▶ Document section
▶

What happens in the tropical Pacific Ocean doesn’t stay in the tropical Pacific. That’s how Jessica Conroy, professor in the Department of Geology and Department of Plant Biology, explains the significance of her upcoming fieldwork in the Galápagos Islands and on the islands of Palau.

Conroy was awarded the CAREER Award from the National Science Foundation (NSF) to investigate past patterns of the water cycle in the tropical Pacific. Under the grant, which is awarded to promising junior faculty members, Conroy will collect field data in the Galápagos, a collection of islands on the eastern side of the Pacific near South America, and Palau, a collection of islands on the western side of the Pacific near the Philippines. The grant also supports Conroy’s teaching.

“I’m a paleoclimatologist, so I’m very interested in understanding how the climate system works on a longer time scale,” Conroy said. “That can mean a decade, centuries, or thousands of years. Water is a necessity for humanity and ecosystems, you name it, everything. Understanding long-term changes in rainfall and evaporation is vital."

Conroy said that while scientists generally agree that the Earth is experiencing climate change, how these changes will affect rainfall remains unknown.

“We don’t truly understand how long term, mean patterns of precipitation and evaporation are going to change in many places,” Conroy said. “Some changes we do, some changes we don’t.”

Conroy said that model simulations agree, for example, that the American Midwest will likely get wetter, but her own region of expertise, the tropical Pacific, remains a “mixed bag.”

In order to reconstruct past precipitation change on long timescales, scientists collect samples from marine sediments, corals, and ice cores, and measure the stable isotope ratios of oxygen in these materials. Essentially, this measurement of isotope ratios of oxygen is used as a variable that sheds light about past changes in temperature, precipitation, and, in the ocean, water salinity, which is controlled by precipitation and evaporation.

◀

▶ Problem details
Copy the passage of the article on Jessica Conroy's Pacific water cycle research from "In order to" to "precipitation and evaporation." word for word. The records that follow have no connection to the text about Conroy's research.

▶ Provided information
▶

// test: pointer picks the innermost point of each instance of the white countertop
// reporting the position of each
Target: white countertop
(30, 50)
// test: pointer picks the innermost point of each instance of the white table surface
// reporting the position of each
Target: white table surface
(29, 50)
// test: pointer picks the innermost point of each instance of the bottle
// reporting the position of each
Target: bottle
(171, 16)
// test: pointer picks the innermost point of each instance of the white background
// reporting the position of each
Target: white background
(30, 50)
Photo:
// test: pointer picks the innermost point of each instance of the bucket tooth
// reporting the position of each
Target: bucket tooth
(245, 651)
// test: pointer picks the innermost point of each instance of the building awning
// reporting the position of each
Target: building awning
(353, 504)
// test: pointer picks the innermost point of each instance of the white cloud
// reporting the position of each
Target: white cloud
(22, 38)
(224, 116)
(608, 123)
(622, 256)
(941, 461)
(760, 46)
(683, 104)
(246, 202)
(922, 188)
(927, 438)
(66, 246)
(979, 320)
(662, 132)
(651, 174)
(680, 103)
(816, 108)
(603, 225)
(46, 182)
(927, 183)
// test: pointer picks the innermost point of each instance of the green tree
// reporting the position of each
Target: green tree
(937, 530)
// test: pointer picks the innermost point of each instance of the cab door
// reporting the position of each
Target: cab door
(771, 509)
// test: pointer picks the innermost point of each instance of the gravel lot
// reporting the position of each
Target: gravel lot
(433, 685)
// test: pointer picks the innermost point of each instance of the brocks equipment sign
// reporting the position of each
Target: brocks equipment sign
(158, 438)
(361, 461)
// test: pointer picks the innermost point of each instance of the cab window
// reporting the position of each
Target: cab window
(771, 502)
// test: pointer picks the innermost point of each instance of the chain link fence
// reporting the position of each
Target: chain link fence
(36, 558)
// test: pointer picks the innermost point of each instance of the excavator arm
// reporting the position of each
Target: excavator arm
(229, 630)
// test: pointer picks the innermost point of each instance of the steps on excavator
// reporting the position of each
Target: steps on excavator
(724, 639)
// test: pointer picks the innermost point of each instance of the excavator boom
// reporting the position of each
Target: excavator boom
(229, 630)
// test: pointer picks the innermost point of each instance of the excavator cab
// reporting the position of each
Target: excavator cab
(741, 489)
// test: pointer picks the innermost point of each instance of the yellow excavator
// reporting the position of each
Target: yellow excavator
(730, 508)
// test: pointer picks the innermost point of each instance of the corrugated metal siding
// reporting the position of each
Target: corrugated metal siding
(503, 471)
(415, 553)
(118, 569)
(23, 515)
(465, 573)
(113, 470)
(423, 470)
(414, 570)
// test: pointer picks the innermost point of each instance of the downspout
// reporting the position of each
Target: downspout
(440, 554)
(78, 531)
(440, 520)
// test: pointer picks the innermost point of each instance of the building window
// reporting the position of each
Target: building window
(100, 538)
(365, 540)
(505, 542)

◀

▶ Expected answer
In order to reconstruct past precipitation change on long timescales, scientists collect samples from marine sediments, corals, and ice cores, and measure the stable isotope ratios of oxygen in these materials. Essentially, this measurement of isotope ratios of oxygen is used as a variable that sheds light about past changes in temperature, precipitation, and, in the ocean, water salinity, which is controlled by precipitation and evaporation.